====== DATA FOR THIS EXERCISE

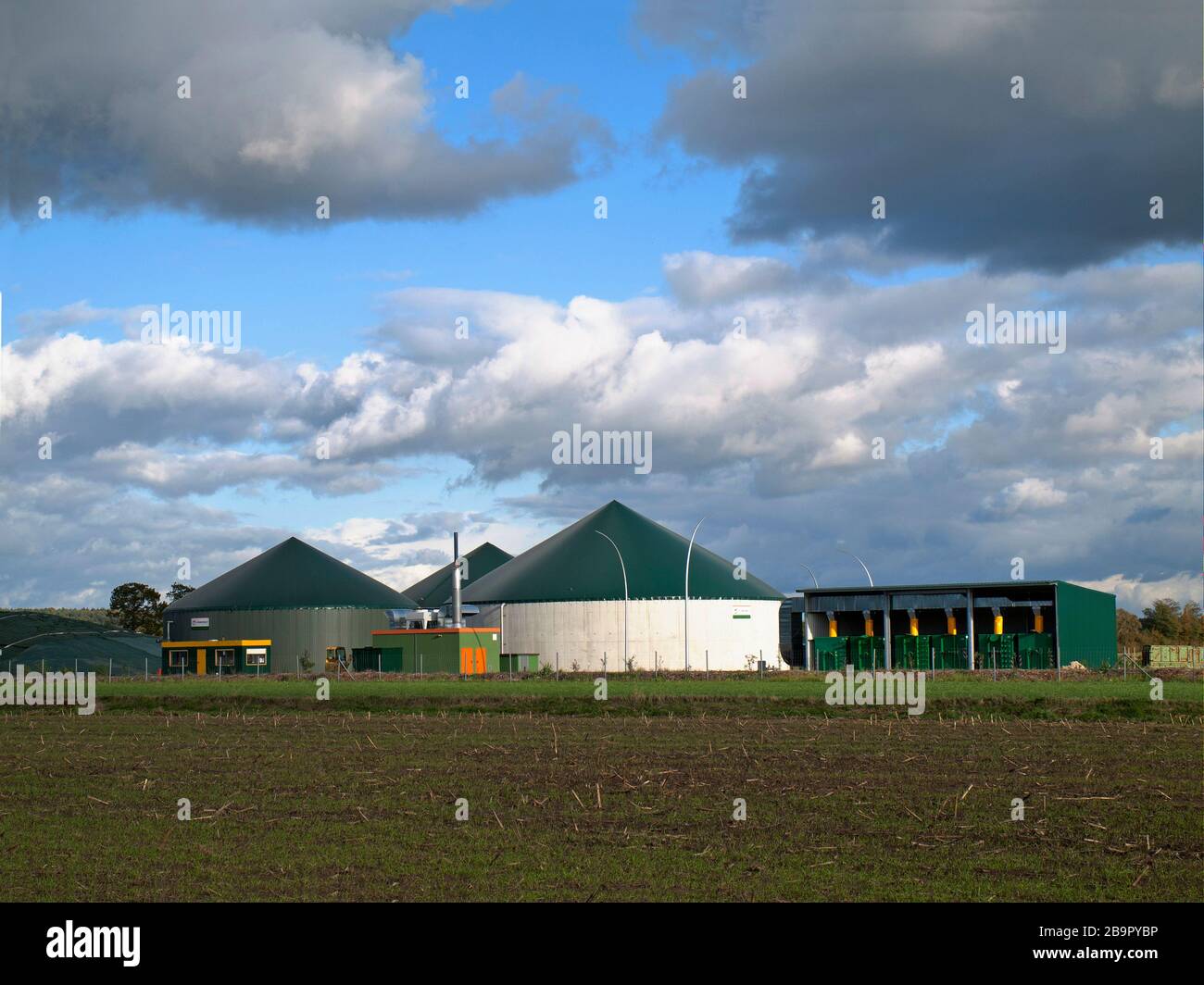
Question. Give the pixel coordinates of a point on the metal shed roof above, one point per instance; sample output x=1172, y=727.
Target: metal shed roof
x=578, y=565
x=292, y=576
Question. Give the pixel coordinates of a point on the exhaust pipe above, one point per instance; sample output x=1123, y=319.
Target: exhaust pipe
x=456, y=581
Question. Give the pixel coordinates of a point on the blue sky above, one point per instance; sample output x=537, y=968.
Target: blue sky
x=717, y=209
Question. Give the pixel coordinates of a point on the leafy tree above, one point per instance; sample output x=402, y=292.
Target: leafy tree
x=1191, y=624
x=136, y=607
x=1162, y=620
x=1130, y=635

============

WHAT IS REQUIRED »
Rewrite the lines of every item above, switching "pixel coordinates" to "image coordinates" wherever it occurs and leaving everything else unchanged. Omit the pictures from your answer.

SOLUTION BELOW »
Question. Give the image coordinates of a point on the metal shed roof above, one point per instance; sample output x=1172, y=727.
Target: metal shed roof
x=578, y=565
x=292, y=576
Question. Give the image coordinates of a point on the exhaust pipe above, one point per instance; sample output x=1123, y=319.
Target: exhaust pipe
x=456, y=581
Question. Give the image coordinates of a point on the blue sky above, one point per instance; sample output x=537, y=968.
Target: blue sky
x=717, y=209
Question. Give the image coordinates of a point on the leafy tree above, one point per instance; sample output x=402, y=292.
Target: leafy tree
x=1191, y=624
x=136, y=607
x=1162, y=620
x=1130, y=635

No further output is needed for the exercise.